**Entries from a dataset**
------------------------------------

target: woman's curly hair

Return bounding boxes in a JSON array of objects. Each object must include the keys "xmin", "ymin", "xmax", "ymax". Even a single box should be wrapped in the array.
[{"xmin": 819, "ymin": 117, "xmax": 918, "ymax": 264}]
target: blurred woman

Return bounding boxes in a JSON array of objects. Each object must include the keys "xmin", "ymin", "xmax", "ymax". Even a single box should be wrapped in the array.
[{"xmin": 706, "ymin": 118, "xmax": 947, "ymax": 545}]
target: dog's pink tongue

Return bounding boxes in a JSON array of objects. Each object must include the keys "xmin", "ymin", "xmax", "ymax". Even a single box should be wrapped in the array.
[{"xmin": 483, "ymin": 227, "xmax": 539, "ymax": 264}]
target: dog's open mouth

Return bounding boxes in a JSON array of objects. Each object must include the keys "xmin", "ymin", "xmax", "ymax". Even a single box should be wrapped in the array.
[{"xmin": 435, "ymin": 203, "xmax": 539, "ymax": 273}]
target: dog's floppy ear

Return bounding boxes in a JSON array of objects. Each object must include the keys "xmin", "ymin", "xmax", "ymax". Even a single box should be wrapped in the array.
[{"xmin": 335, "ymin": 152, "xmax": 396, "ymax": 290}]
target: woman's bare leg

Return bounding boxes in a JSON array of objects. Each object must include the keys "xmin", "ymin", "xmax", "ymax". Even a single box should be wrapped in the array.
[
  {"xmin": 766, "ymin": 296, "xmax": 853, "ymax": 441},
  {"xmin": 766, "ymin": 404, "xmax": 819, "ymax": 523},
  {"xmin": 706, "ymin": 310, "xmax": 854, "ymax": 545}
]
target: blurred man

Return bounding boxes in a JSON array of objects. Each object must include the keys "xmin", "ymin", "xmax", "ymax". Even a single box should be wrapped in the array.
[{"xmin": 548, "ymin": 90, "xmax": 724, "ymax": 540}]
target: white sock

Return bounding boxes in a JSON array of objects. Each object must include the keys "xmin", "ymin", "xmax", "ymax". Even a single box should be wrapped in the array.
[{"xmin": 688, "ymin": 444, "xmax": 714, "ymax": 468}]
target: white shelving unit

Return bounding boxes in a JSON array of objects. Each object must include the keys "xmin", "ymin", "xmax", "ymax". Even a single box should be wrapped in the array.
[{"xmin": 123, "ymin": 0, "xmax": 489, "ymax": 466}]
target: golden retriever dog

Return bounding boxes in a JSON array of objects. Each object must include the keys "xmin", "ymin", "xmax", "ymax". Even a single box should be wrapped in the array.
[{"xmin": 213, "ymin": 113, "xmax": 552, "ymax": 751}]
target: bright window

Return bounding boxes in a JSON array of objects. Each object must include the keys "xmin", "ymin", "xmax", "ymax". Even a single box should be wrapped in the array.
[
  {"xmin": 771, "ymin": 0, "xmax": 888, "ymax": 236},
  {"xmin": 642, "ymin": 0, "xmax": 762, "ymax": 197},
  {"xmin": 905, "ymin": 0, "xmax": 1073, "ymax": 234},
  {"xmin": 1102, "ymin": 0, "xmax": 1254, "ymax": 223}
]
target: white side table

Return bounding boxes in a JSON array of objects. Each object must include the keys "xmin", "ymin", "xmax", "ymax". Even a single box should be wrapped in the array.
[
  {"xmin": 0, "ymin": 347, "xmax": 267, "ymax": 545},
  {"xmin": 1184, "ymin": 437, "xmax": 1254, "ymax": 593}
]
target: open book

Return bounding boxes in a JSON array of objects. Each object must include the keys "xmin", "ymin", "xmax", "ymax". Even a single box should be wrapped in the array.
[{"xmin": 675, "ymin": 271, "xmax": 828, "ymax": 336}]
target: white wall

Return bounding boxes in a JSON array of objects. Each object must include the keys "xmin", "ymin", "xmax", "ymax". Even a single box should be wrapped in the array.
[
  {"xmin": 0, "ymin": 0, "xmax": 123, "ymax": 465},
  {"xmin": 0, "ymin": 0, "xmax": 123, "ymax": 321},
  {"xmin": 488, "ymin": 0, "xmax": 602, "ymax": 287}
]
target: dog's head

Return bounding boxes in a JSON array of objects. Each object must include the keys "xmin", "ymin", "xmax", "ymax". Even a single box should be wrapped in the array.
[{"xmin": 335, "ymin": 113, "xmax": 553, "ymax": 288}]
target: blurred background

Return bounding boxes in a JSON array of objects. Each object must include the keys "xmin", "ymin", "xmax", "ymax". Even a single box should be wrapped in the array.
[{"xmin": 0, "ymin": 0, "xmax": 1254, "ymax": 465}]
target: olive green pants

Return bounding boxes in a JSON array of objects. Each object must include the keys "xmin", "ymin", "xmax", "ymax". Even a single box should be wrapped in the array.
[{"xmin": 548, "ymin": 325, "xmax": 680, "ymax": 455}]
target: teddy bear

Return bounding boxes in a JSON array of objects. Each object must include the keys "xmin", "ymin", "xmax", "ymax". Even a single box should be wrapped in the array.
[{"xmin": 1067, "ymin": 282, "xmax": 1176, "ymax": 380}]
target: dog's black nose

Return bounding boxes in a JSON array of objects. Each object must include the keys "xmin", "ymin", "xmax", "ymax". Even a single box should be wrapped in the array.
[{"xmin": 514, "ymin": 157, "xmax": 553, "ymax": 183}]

------------------------------------

**Exercise directions**
Extract all of the material exactly as it is written.

**Solution to this task**
target: woman's curly hair

Return bounding boxes in a JSON array of objects. Each object must include the keys "xmin", "ymin", "xmax", "ymax". Even a single box should be wrapped in the array.
[{"xmin": 819, "ymin": 117, "xmax": 918, "ymax": 264}]
target: blurred woman

Return bounding boxes in a JSON array of objects. Each object must include the keys "xmin", "ymin", "xmax", "ymax". Even a single box should be wrapped in the array.
[{"xmin": 706, "ymin": 118, "xmax": 947, "ymax": 545}]
target: dog's pink tongue

Return bounding boxes in a JSON array of objects. Each object must include the keys "xmin", "ymin", "xmax", "ymax". Even a single box should be wrapped in the array.
[{"xmin": 483, "ymin": 227, "xmax": 539, "ymax": 264}]
target: dog's open mouth

Return bounding boxes in a JSON array of objects. Each object must include the keys "xmin", "ymin", "xmax", "ymax". Even a single box should be wrapped in the array.
[{"xmin": 435, "ymin": 203, "xmax": 539, "ymax": 273}]
target: dog's floppy ear

Return bounding boxes in a JSON array of objects. Each object must include the keys "xmin", "ymin", "xmax", "ymax". Even a single box should be wrapped in the array.
[{"xmin": 335, "ymin": 152, "xmax": 396, "ymax": 290}]
target: woman's bare leg

Return bounding boxes in a JSON array of objects. Each object must include the keys "xmin", "ymin", "xmax", "ymax". Even a single box should be wrapped in the array.
[
  {"xmin": 766, "ymin": 296, "xmax": 853, "ymax": 441},
  {"xmin": 766, "ymin": 404, "xmax": 819, "ymax": 523},
  {"xmin": 706, "ymin": 310, "xmax": 854, "ymax": 545}
]
target: blurred man

Return bounding boxes in a JSON array of objects. Each object must include the keys "xmin", "ymin", "xmax", "ymax". Even a single box should be wrapped in the array.
[{"xmin": 548, "ymin": 90, "xmax": 724, "ymax": 540}]
target: white sock

Return bounding boxes in a JSON array of objects. Each object must include the keys "xmin", "ymin", "xmax", "ymax". Even a single box should be wrapped in the array.
[{"xmin": 688, "ymin": 444, "xmax": 714, "ymax": 468}]
target: white shelving unit

Return bounding boxes in a JSON array of objects. Each object must include the keys "xmin", "ymin", "xmax", "ymax". Even a single box should be wrapped in the array.
[{"xmin": 123, "ymin": 0, "xmax": 489, "ymax": 466}]
target: golden retriever dog

Return bounding boxes in a JSON array of objects. Each object must include the keys "xmin", "ymin", "xmax", "ymax". Even a single box should be wrapped in the array.
[{"xmin": 213, "ymin": 113, "xmax": 552, "ymax": 751}]
target: bright window

Return bounding boxes in a JSON array of objects. Each object must include the keys "xmin", "ymin", "xmax", "ymax". Even a single box should be wrapped in the array.
[
  {"xmin": 771, "ymin": 0, "xmax": 888, "ymax": 236},
  {"xmin": 642, "ymin": 0, "xmax": 762, "ymax": 197},
  {"xmin": 905, "ymin": 0, "xmax": 1073, "ymax": 234},
  {"xmin": 1102, "ymin": 0, "xmax": 1254, "ymax": 223}
]
target: white side table

Return bounding boxes in a JSON array of objects. Each object must include the keys "xmin", "ymin", "xmax", "ymax". Even a single box should be wrapped in the array.
[
  {"xmin": 0, "ymin": 347, "xmax": 267, "ymax": 545},
  {"xmin": 1184, "ymin": 437, "xmax": 1254, "ymax": 593}
]
target: open book

Return bounding boxes in a JSON array of objects. Each object must include the keys "xmin", "ymin", "xmax", "ymax". Even a single box should be wrapped in the array.
[{"xmin": 675, "ymin": 271, "xmax": 828, "ymax": 336}]
target: white wall

Return bounding boxes in a JSON array of objects. Each object must include the keys "xmin", "ymin", "xmax", "ymax". Even a single box should be wrapped in the array.
[
  {"xmin": 0, "ymin": 0, "xmax": 123, "ymax": 465},
  {"xmin": 0, "ymin": 0, "xmax": 123, "ymax": 321},
  {"xmin": 488, "ymin": 0, "xmax": 602, "ymax": 287}
]
target: dog's head

Return bounding boxes in a JSON array of objects. Each object must include the keys "xmin", "ymin", "xmax", "ymax". Even a single box should be wrapped in the array.
[{"xmin": 335, "ymin": 113, "xmax": 553, "ymax": 288}]
target: blurred background

Return bounding boxes in a JSON array of objects. Each object must include the keys "xmin", "ymin", "xmax", "ymax". Even a single box should be wrapped in the array.
[{"xmin": 0, "ymin": 0, "xmax": 1254, "ymax": 465}]
target: olive green pants

Return bounding boxes in a JSON array of objects. Each object must include the keys "xmin", "ymin", "xmax", "ymax". Even a single box should be wrapped in the array.
[{"xmin": 548, "ymin": 325, "xmax": 680, "ymax": 455}]
target: teddy bear

Return bounding boxes in a JSON array of objects. Each object must include the keys "xmin", "ymin", "xmax", "ymax". Even a single box should be wrapped in the array.
[{"xmin": 1067, "ymin": 282, "xmax": 1176, "ymax": 380}]
target: dog's black nose

Return bounding boxes in a JSON array of objects. Each object must include the keys "xmin", "ymin", "xmax", "ymax". Even a single box should be wrapped in the array.
[{"xmin": 514, "ymin": 157, "xmax": 553, "ymax": 183}]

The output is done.